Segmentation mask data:
━━━━━━━━━━━━━━━━━━━━

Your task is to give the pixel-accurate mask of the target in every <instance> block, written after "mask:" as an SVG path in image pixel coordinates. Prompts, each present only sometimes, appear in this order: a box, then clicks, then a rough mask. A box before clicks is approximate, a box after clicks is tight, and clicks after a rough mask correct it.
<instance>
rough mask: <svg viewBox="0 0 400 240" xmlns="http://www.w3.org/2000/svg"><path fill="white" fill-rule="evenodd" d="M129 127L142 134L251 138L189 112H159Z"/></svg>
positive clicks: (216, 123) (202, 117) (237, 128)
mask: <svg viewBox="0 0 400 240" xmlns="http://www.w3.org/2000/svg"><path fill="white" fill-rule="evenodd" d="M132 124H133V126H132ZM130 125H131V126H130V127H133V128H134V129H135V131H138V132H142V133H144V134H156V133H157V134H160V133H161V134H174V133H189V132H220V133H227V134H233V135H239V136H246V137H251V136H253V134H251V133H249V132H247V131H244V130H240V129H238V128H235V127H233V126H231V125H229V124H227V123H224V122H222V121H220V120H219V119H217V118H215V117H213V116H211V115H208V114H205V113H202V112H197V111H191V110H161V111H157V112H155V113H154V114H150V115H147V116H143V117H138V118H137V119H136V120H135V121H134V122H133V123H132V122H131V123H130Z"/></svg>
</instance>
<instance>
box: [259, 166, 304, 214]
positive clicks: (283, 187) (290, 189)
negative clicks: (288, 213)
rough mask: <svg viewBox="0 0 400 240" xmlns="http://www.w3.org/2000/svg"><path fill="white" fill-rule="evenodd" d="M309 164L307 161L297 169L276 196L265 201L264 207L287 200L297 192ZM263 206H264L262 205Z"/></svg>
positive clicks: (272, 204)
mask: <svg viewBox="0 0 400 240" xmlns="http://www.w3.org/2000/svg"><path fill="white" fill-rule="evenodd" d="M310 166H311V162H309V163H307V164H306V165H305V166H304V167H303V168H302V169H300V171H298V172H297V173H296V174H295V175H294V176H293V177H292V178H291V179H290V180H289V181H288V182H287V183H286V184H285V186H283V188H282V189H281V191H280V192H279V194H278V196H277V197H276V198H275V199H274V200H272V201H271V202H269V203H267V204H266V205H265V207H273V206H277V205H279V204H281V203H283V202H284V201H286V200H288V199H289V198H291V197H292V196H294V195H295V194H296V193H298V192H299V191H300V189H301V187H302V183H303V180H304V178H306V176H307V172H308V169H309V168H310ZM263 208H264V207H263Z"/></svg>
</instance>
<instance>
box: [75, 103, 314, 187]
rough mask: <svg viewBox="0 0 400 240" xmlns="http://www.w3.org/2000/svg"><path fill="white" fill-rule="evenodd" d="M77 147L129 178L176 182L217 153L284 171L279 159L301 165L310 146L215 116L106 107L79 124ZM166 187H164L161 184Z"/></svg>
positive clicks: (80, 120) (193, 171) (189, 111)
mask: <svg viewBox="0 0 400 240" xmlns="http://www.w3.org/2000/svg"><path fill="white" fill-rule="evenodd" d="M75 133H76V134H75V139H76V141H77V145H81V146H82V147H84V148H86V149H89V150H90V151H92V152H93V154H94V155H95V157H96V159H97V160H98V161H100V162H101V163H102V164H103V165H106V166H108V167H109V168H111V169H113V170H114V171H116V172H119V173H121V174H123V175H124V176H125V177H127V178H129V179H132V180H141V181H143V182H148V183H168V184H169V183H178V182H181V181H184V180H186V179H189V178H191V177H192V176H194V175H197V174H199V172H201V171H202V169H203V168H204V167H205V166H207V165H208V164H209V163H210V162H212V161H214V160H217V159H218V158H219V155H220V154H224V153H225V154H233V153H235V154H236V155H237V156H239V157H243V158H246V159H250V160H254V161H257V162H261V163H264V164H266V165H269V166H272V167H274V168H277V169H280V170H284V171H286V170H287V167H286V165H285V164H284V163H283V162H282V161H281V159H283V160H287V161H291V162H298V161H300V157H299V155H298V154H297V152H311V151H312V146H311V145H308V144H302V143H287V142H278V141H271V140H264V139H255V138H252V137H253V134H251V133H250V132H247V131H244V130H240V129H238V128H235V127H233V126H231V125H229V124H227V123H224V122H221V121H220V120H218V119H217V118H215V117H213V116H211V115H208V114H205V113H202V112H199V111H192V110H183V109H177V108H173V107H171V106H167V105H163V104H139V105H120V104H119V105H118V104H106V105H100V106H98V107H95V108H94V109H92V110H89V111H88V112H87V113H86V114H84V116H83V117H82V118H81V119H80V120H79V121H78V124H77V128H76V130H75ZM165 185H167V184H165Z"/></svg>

━━━━━━━━━━━━━━━━━━━━

§ **EXERCISE BRIEF**
Only the lines above starting with the one with "164L307 161L297 169L276" and going through the one with "147L129 178L176 182L217" are to be copied, word for word and with both ends kept.

§ **SOLUTION BELOW**
rough mask: <svg viewBox="0 0 400 240" xmlns="http://www.w3.org/2000/svg"><path fill="white" fill-rule="evenodd" d="M309 164L307 161L297 169L276 196L265 201L264 207L287 200L297 192ZM263 206H264L262 205Z"/></svg>
positive clicks: (272, 204)
mask: <svg viewBox="0 0 400 240" xmlns="http://www.w3.org/2000/svg"><path fill="white" fill-rule="evenodd" d="M310 166H311V162H309V163H307V164H306V165H305V166H304V167H303V168H302V169H300V171H298V172H297V173H296V174H295V175H294V176H293V177H292V178H291V179H290V180H289V181H288V182H287V183H286V184H285V186H283V188H282V189H281V191H280V192H279V194H278V196H277V197H276V198H275V199H274V200H272V201H271V202H269V203H267V204H266V205H265V207H273V206H277V205H279V204H281V203H283V202H284V201H286V200H288V199H289V198H291V197H292V196H294V195H295V194H296V193H298V192H299V191H300V189H301V187H302V183H303V180H304V178H306V176H307V172H308V169H309V168H310ZM263 208H264V207H263Z"/></svg>
</instance>
<instance>
box: [75, 103, 314, 187]
rough mask: <svg viewBox="0 0 400 240" xmlns="http://www.w3.org/2000/svg"><path fill="white" fill-rule="evenodd" d="M77 147L129 178L176 182L217 153L284 171L279 159L301 165L310 146L215 116L106 107L79 124ZM166 187H164L161 184Z"/></svg>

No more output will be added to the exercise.